▶ What this task involves
In the listing below, begin at the line that contains "If you could tag the grey" and continue through the last line. Reproduce those lines with every "paper sheet" changed to "sheet of paper", leaving everything else unchanged.

▶ Data
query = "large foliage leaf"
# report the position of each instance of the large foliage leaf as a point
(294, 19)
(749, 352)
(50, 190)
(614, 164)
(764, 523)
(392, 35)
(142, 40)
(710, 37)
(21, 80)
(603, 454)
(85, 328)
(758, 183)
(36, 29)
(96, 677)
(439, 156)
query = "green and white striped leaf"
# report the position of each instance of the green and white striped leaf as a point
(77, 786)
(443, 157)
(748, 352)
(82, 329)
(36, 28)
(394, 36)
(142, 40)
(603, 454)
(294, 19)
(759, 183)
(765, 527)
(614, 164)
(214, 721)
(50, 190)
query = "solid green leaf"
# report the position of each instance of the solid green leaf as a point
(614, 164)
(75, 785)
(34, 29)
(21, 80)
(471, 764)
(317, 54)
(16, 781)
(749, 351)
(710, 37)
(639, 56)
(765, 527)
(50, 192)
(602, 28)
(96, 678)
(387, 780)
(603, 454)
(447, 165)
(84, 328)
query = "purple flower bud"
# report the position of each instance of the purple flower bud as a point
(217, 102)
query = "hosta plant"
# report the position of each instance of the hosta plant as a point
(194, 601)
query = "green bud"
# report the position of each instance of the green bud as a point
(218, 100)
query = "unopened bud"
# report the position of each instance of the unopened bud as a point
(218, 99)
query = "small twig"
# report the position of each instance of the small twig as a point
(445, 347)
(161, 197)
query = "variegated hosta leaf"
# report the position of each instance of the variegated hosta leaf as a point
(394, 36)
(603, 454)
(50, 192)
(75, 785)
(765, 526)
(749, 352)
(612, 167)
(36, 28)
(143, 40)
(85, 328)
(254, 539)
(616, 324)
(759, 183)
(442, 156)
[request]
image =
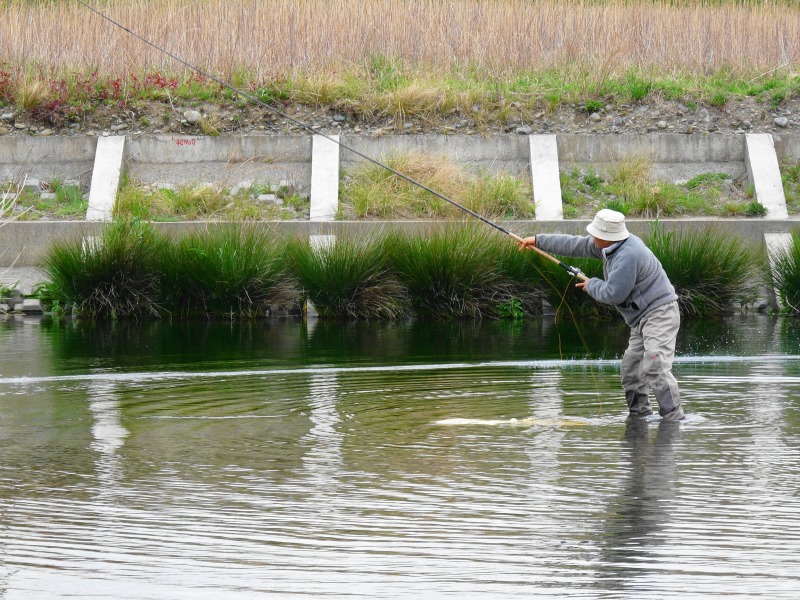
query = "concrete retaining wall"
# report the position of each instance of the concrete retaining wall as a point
(230, 160)
(674, 157)
(47, 158)
(224, 160)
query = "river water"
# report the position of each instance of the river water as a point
(413, 460)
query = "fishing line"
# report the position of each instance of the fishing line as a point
(574, 271)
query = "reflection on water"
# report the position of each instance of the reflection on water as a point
(494, 460)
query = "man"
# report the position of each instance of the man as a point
(636, 284)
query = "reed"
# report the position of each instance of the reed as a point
(306, 35)
(629, 189)
(458, 272)
(229, 270)
(114, 275)
(407, 58)
(712, 271)
(348, 278)
(377, 192)
(785, 274)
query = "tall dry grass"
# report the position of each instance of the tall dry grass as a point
(271, 40)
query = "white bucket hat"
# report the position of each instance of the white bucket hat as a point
(608, 225)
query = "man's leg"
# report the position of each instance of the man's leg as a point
(659, 330)
(633, 380)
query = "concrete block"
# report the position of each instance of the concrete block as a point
(764, 174)
(545, 177)
(105, 178)
(324, 178)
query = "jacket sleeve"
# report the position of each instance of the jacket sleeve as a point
(618, 285)
(577, 246)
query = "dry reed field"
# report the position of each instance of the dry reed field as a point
(257, 40)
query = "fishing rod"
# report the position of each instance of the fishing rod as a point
(574, 271)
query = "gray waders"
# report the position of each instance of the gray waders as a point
(648, 360)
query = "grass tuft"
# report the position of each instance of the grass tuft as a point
(348, 278)
(460, 272)
(235, 271)
(377, 192)
(711, 270)
(114, 275)
(785, 274)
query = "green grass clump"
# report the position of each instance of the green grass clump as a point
(113, 275)
(785, 274)
(711, 270)
(376, 192)
(348, 278)
(234, 271)
(460, 272)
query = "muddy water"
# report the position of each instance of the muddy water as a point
(424, 460)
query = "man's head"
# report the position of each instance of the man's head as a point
(607, 228)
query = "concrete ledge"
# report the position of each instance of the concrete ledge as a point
(765, 174)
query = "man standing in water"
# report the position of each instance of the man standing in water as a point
(636, 284)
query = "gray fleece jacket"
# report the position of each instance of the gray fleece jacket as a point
(635, 282)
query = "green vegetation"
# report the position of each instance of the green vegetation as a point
(458, 271)
(462, 272)
(785, 275)
(711, 270)
(115, 275)
(228, 270)
(349, 278)
(628, 188)
(373, 191)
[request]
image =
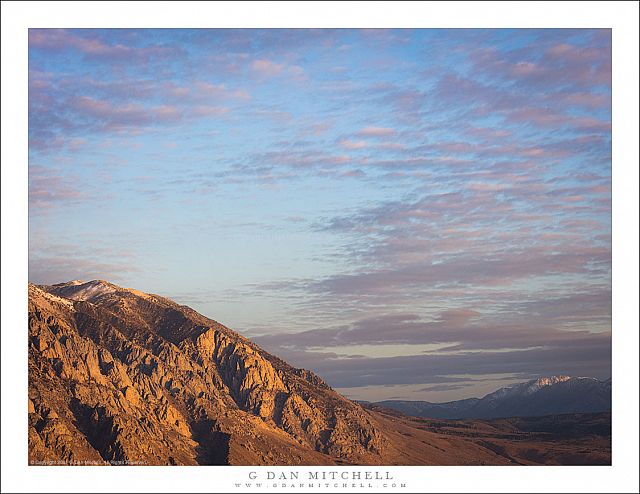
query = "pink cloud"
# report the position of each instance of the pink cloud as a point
(268, 69)
(376, 132)
(348, 144)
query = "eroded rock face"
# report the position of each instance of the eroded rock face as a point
(116, 375)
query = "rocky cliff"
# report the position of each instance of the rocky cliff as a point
(116, 375)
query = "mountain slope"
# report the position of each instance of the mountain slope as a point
(136, 376)
(545, 396)
(117, 376)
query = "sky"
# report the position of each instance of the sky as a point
(412, 214)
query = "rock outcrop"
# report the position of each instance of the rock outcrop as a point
(119, 376)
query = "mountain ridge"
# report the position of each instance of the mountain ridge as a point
(552, 395)
(118, 376)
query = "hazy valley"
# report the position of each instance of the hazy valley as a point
(120, 376)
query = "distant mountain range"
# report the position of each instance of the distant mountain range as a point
(118, 376)
(545, 396)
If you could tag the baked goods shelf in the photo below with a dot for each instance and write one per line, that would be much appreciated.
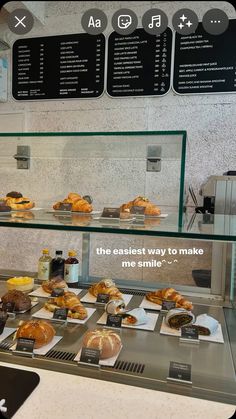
(145, 356)
(198, 226)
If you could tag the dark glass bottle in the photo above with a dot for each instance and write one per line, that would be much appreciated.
(71, 271)
(57, 265)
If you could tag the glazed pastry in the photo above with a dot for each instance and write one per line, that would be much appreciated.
(206, 325)
(40, 330)
(68, 300)
(169, 294)
(16, 201)
(20, 300)
(77, 203)
(107, 341)
(115, 307)
(150, 208)
(106, 286)
(57, 282)
(178, 317)
(135, 317)
(20, 283)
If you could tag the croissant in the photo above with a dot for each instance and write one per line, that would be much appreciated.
(150, 208)
(170, 294)
(106, 286)
(68, 300)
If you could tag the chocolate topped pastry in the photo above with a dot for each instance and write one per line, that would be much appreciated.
(14, 194)
(4, 207)
(20, 300)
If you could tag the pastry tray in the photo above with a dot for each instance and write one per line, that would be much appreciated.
(88, 298)
(43, 313)
(216, 337)
(39, 292)
(109, 362)
(150, 325)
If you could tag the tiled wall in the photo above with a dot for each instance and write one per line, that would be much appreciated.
(209, 121)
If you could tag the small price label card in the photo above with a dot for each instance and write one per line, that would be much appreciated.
(24, 347)
(168, 305)
(65, 207)
(137, 210)
(102, 298)
(189, 333)
(180, 372)
(111, 212)
(114, 320)
(90, 356)
(60, 314)
(57, 292)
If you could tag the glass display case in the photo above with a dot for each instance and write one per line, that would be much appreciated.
(192, 253)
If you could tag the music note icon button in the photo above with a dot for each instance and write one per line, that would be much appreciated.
(154, 21)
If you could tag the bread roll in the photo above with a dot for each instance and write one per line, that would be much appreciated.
(107, 341)
(20, 300)
(39, 330)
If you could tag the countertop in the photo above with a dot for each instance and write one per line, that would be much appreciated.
(67, 396)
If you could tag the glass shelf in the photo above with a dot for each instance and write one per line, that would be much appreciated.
(199, 226)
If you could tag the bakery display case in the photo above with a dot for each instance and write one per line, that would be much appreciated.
(168, 319)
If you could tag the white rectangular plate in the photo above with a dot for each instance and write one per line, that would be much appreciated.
(149, 305)
(216, 337)
(150, 325)
(48, 315)
(7, 332)
(109, 362)
(44, 349)
(89, 298)
(39, 292)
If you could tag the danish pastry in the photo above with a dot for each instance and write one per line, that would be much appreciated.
(106, 286)
(140, 201)
(68, 300)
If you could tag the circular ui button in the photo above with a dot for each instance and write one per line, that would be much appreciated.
(185, 21)
(94, 21)
(154, 21)
(124, 21)
(215, 21)
(20, 21)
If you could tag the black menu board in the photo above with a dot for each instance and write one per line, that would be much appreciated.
(58, 67)
(139, 64)
(205, 63)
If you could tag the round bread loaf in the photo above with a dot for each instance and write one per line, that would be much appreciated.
(107, 341)
(39, 330)
(20, 300)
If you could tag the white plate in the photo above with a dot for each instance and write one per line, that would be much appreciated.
(43, 313)
(39, 292)
(45, 348)
(7, 332)
(149, 305)
(109, 362)
(89, 298)
(150, 325)
(216, 337)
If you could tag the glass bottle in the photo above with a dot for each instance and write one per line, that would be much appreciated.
(71, 272)
(44, 265)
(57, 266)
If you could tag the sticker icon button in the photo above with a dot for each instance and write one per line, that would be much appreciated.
(185, 21)
(124, 21)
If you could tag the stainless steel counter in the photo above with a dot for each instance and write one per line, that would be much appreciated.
(145, 357)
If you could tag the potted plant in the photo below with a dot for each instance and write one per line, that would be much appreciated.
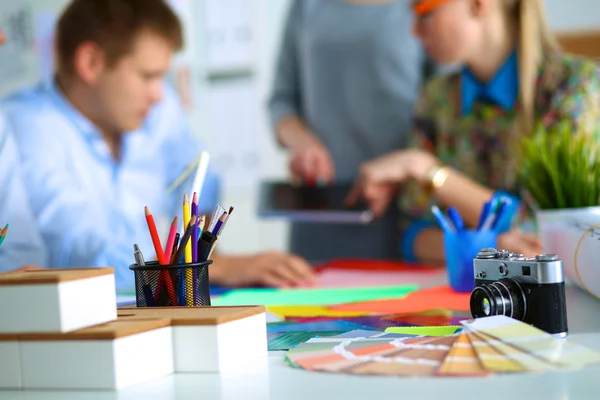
(561, 173)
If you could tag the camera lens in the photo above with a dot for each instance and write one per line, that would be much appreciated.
(503, 297)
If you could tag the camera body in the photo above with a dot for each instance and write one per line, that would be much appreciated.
(529, 289)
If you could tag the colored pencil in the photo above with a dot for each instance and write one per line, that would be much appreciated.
(185, 239)
(189, 275)
(3, 233)
(220, 222)
(171, 240)
(160, 255)
(174, 249)
(195, 231)
(186, 221)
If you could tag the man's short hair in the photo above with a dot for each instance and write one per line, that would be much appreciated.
(114, 26)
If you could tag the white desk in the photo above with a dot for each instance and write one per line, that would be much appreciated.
(273, 379)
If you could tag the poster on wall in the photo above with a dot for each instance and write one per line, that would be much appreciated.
(17, 54)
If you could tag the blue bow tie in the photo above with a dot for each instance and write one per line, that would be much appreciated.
(502, 90)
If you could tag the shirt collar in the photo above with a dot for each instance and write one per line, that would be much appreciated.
(502, 90)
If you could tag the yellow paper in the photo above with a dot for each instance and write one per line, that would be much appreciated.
(311, 311)
(424, 330)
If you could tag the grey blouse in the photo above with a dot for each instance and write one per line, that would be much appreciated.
(352, 72)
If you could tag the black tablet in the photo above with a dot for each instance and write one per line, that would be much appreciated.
(310, 203)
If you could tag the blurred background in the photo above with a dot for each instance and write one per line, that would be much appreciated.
(224, 77)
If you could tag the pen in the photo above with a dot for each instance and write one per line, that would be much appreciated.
(441, 219)
(186, 221)
(174, 249)
(195, 230)
(160, 255)
(185, 239)
(500, 213)
(171, 240)
(137, 254)
(457, 221)
(492, 215)
(484, 213)
(220, 222)
(146, 289)
(206, 244)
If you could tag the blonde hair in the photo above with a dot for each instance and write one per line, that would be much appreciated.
(535, 43)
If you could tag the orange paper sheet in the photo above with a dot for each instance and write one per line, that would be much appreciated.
(421, 300)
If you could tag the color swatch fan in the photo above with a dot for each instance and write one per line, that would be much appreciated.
(488, 345)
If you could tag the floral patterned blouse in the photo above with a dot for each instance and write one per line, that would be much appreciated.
(479, 144)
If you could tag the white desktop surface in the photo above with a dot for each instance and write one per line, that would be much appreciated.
(273, 379)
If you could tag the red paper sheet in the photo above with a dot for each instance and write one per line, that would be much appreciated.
(421, 300)
(374, 265)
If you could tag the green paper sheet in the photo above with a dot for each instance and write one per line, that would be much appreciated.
(287, 297)
(424, 330)
(290, 340)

▶ Reply
If you could tag the grey blouse in the photo above with a dot for each instance and write one per line, that would be much appreciated.
(352, 72)
If you could tag the black tablet in the photo above with a dot for each instance and write one per line, that would be much appreciated.
(310, 203)
If you could tag the blurred background in the photo above with a dot for each instance and write one per line, that would be much appreciated.
(224, 77)
If you could tag the pen in the photo above with a dot for each instance and write one per line, that would be much appreciated.
(441, 219)
(186, 221)
(174, 249)
(195, 230)
(160, 255)
(185, 239)
(500, 213)
(171, 240)
(137, 254)
(457, 221)
(492, 215)
(484, 213)
(220, 222)
(146, 289)
(206, 244)
If you could tag the blonde hair in the photo above with a dot for each instance and write one per line, that would be much appreciated.
(535, 43)
If you could tag the orange sheet of paper in the photo above with a dot for each instance and write one per line, that would be much appreciated.
(421, 300)
If you could tag the color swatch fan in the photo above with a dot for each instance and write one per line, that would be much appreciated.
(488, 345)
If you could tag the floral patterned blouse in the photo above with a dot for each instance and write one per line, that would be much appreciated.
(479, 144)
If you could tag the white desktop surface in the photo above with a dot for each instance and write one per line, that would be much appreciated.
(273, 379)
If you could tag the red sheet of paper in the photo above with a dot for each instance and write one per line, that would be much appreciated.
(421, 300)
(374, 265)
If you could tag the green sheet of paper in the photo above with a dot for each instance and write one per line, that would be much appreciated.
(287, 297)
(424, 330)
(290, 340)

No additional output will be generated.